Exactly reproduce the lines beginning with the line that includes "box: [46, 213, 70, 243]" and ending with the last line of the data.

(Stored records)
########################################

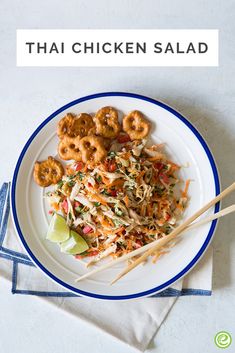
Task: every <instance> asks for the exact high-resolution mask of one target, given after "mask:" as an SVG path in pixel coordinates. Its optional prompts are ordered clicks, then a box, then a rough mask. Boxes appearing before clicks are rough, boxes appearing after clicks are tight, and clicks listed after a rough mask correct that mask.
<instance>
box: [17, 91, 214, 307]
mask: <svg viewBox="0 0 235 353" xmlns="http://www.w3.org/2000/svg"><path fill="white" fill-rule="evenodd" d="M106 105H111V106H114V107H116V108H117V109H118V110H119V112H120V116H122V115H123V113H127V112H130V111H131V110H134V109H138V110H140V111H142V112H143V113H144V114H145V115H146V116H147V117H148V119H149V120H150V121H151V122H152V124H153V131H152V138H153V140H154V141H157V142H165V143H166V151H167V153H168V154H169V155H170V157H171V158H172V160H173V161H175V162H176V163H178V164H180V165H185V166H187V165H188V167H186V168H182V171H181V177H182V178H183V179H184V180H186V179H188V178H189V179H192V180H193V182H192V183H191V184H190V189H189V196H190V202H189V206H188V208H187V209H186V212H185V214H184V218H187V217H188V216H189V215H192V214H193V213H194V212H195V211H196V210H198V209H199V208H200V207H201V206H202V205H204V204H205V203H206V202H207V201H209V200H211V199H212V198H214V196H215V195H216V194H218V193H219V189H220V187H219V179H218V172H217V169H216V166H215V163H214V160H213V157H212V155H211V152H210V150H209V149H208V147H207V145H206V143H205V141H204V140H203V138H202V137H201V135H200V134H199V133H198V131H197V130H196V129H195V128H194V127H193V126H192V125H191V124H190V123H189V121H188V120H186V119H185V118H184V117H183V116H181V115H180V114H179V113H178V112H176V111H175V110H173V109H172V108H170V107H168V106H167V105H165V104H163V103H160V102H158V101H155V100H153V99H150V98H147V97H143V96H140V95H136V94H130V93H120V92H117V93H116V92H112V93H100V94H94V95H91V96H88V97H84V98H80V99H78V100H76V101H73V102H71V103H69V104H67V105H66V106H64V107H62V108H60V109H59V110H57V111H56V112H55V113H53V114H52V115H51V116H49V117H48V118H47V119H46V120H45V121H44V122H43V123H42V124H41V125H40V126H39V127H38V128H37V129H36V130H35V132H34V133H33V135H32V136H31V137H30V139H29V140H28V142H27V143H26V145H25V147H24V148H23V151H22V153H21V155H20V157H19V160H18V162H17V165H16V168H15V172H14V177H13V182H12V192H11V203H12V213H13V218H14V222H15V226H16V229H17V232H18V234H19V237H20V239H21V242H22V243H23V245H24V247H25V249H26V251H27V252H28V254H29V256H30V257H31V259H32V260H33V262H34V263H35V264H36V265H37V266H38V267H39V268H40V269H41V270H42V271H43V272H44V273H45V274H46V275H48V276H49V277H50V278H51V279H53V280H54V281H56V282H57V283H59V284H60V285H62V286H64V287H65V288H67V289H69V290H71V291H73V292H75V293H77V294H80V295H84V296H89V297H94V298H101V299H114V300H119V299H131V298H136V297H142V296H149V295H151V294H153V293H156V292H159V291H162V290H163V289H165V288H167V287H169V286H170V285H171V284H173V283H174V282H175V281H177V280H178V279H179V278H181V277H182V276H184V275H185V274H186V273H187V272H188V271H189V270H190V269H192V267H193V266H194V265H195V264H196V262H197V261H198V260H199V259H200V258H201V256H202V255H203V254H204V252H205V250H206V248H207V246H208V244H209V242H210V240H211V238H212V235H213V233H214V229H215V225H216V222H215V221H214V222H212V223H210V224H207V225H204V226H202V227H200V229H197V230H194V231H191V232H190V234H185V236H183V238H182V240H181V241H180V242H179V243H178V244H177V245H176V246H175V247H174V248H172V250H171V252H170V253H169V254H167V255H165V256H163V257H162V258H161V259H160V260H159V261H158V262H157V263H156V264H152V263H151V262H150V261H149V263H147V264H146V265H145V266H138V267H137V268H136V269H135V270H133V271H132V272H131V273H129V274H128V275H127V276H125V277H124V278H123V279H121V280H120V281H118V282H117V283H116V284H115V285H113V286H110V285H109V282H110V281H111V280H112V279H113V278H114V277H115V276H116V275H117V274H118V273H119V272H120V270H121V269H122V268H123V266H125V265H124V264H120V265H118V266H116V267H114V268H111V269H108V270H106V271H104V272H102V273H99V274H97V275H96V276H94V278H91V279H87V280H84V281H81V282H79V283H77V284H76V283H75V282H74V280H75V278H77V277H79V276H80V275H82V274H84V273H85V272H86V271H87V270H86V268H85V267H84V265H83V264H82V263H80V261H77V260H75V259H74V257H73V256H69V255H66V254H62V253H61V252H60V250H59V247H58V246H57V245H56V244H52V243H50V242H49V241H47V240H45V234H46V231H47V228H48V212H47V206H46V205H45V201H44V199H43V193H44V192H45V190H44V191H43V189H42V188H40V187H38V186H37V185H36V184H35V182H34V181H33V178H32V171H33V166H34V163H35V161H36V160H43V159H45V158H47V157H48V155H52V156H56V153H57V152H56V151H57V144H58V138H57V136H56V125H57V123H58V121H59V120H60V119H61V118H62V117H63V116H64V115H65V113H67V112H73V113H80V112H87V113H94V112H96V111H97V110H98V109H99V108H101V107H103V106H106ZM218 208H219V205H216V207H215V209H213V210H211V211H210V213H213V212H215V211H217V210H218Z"/></svg>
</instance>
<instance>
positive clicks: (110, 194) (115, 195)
mask: <svg viewBox="0 0 235 353" xmlns="http://www.w3.org/2000/svg"><path fill="white" fill-rule="evenodd" d="M109 193H110V195H111V196H117V190H109Z"/></svg>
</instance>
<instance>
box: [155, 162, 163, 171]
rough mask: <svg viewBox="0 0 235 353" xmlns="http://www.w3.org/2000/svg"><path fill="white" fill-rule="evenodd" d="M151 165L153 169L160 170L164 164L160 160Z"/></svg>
mask: <svg viewBox="0 0 235 353" xmlns="http://www.w3.org/2000/svg"><path fill="white" fill-rule="evenodd" d="M153 167H154V168H155V169H158V170H162V168H163V167H164V164H163V163H161V162H157V163H154V165H153Z"/></svg>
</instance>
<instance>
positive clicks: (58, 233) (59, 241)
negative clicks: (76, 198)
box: [46, 213, 70, 243]
mask: <svg viewBox="0 0 235 353" xmlns="http://www.w3.org/2000/svg"><path fill="white" fill-rule="evenodd" d="M69 235H70V232H69V227H68V226H67V224H66V221H65V219H64V218H63V217H62V216H60V215H59V214H57V213H55V214H54V215H53V217H52V219H51V222H50V224H49V228H48V231H47V235H46V238H47V239H48V240H50V241H52V242H53V243H62V242H63V241H65V240H67V239H69Z"/></svg>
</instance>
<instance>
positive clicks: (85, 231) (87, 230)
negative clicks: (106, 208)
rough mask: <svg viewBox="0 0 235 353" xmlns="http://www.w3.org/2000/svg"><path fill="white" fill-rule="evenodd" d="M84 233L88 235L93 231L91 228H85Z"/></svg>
mask: <svg viewBox="0 0 235 353" xmlns="http://www.w3.org/2000/svg"><path fill="white" fill-rule="evenodd" d="M82 231H83V233H84V234H88V233H90V231H92V228H91V227H90V226H85V227H84V228H83V230H82Z"/></svg>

########################################

**RESULT**
box: [46, 213, 70, 243]
mask: <svg viewBox="0 0 235 353" xmlns="http://www.w3.org/2000/svg"><path fill="white" fill-rule="evenodd" d="M69 235H70V232H69V227H68V226H67V224H66V221H65V219H64V218H63V217H62V216H60V215H59V214H57V213H55V214H54V215H53V217H52V219H51V222H50V224H49V228H48V231H47V235H46V238H47V239H48V240H50V241H52V242H53V243H62V242H63V241H65V240H67V239H69Z"/></svg>
</instance>
<instance>
positive clicks: (85, 231) (87, 230)
negative clicks: (106, 208)
rough mask: <svg viewBox="0 0 235 353" xmlns="http://www.w3.org/2000/svg"><path fill="white" fill-rule="evenodd" d="M84 233L88 235L93 231L91 228H85Z"/></svg>
mask: <svg viewBox="0 0 235 353" xmlns="http://www.w3.org/2000/svg"><path fill="white" fill-rule="evenodd" d="M82 231H83V233H84V234H88V233H90V231H92V228H91V227H90V226H85V227H84V228H83V230H82Z"/></svg>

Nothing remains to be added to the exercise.